Work to complete: Convert the lines of the entries, starting at the line that contains "Every instance of the black" and ending at the last line of the entries, into a Markdown table with the columns Number and Content, one row per line in order, leaving out blank lines.

##### Data excerpts

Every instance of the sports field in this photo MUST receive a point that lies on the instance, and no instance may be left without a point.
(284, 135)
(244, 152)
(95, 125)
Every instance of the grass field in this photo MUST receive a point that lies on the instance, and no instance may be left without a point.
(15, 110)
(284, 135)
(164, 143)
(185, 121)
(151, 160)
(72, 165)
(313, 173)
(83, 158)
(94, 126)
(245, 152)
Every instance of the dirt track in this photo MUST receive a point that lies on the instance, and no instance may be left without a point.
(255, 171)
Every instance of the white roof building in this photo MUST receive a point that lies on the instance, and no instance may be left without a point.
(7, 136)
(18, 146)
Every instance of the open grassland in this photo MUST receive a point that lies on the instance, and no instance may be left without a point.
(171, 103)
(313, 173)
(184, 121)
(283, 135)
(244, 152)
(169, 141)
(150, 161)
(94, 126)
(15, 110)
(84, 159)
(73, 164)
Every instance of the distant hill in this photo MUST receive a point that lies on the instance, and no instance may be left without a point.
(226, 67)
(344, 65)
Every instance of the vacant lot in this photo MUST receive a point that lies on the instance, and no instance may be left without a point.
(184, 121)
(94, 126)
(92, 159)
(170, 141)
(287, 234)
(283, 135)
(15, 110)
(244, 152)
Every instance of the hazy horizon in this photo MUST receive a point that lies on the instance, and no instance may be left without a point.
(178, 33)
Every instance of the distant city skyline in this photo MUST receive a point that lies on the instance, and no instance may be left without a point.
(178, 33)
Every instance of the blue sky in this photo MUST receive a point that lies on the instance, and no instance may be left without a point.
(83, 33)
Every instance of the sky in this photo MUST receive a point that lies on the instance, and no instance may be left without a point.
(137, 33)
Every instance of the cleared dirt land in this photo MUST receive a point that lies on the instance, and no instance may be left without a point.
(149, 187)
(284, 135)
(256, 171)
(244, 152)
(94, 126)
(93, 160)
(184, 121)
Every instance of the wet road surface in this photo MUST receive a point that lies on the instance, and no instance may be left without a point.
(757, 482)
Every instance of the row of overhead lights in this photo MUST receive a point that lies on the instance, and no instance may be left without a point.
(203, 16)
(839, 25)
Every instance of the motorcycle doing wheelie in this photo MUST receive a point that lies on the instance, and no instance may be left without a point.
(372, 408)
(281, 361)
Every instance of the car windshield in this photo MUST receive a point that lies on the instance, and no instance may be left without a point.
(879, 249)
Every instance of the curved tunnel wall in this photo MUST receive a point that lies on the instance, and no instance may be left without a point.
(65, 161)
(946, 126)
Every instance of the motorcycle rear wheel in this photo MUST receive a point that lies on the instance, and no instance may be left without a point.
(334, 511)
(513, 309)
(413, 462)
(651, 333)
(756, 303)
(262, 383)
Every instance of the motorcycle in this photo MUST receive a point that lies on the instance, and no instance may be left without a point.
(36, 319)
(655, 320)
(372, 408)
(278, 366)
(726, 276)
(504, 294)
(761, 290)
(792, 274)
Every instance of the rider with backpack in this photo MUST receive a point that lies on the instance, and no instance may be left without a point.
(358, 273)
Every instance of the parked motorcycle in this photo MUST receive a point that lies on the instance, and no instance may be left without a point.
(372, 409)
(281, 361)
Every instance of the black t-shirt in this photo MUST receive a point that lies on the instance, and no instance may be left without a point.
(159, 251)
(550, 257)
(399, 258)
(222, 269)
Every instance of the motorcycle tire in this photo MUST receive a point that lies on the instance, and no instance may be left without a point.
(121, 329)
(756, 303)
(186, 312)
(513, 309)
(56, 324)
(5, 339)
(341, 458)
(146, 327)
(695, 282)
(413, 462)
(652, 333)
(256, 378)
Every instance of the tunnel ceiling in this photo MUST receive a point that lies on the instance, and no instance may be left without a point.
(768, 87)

##########

Solution for this task:
| Number | Content |
|---|---|
| 1 | Every instance of the black t-shirt in this photo MUST receive a point that lies on the instance, and no instance may be left without a point. |
| 2 | (159, 251) |
| 3 | (550, 257) |
| 4 | (399, 258) |
| 5 | (222, 269) |
| 6 | Every instance of the motorcycle tire in this photo MUST receive a point that lies on the instance, and no instance may be left without a point. |
| 7 | (121, 329) |
| 8 | (756, 303) |
| 9 | (186, 312) |
| 10 | (513, 309) |
| 11 | (56, 324) |
| 12 | (5, 339) |
| 13 | (341, 458) |
| 14 | (146, 327) |
| 15 | (695, 282) |
| 16 | (413, 462) |
| 17 | (652, 333) |
| 18 | (256, 378) |
| 19 | Every instance of the tunnel ceiling in this photo MUST receive a point that lies on the instance, and no instance may be left without a point. |
| 20 | (768, 87) |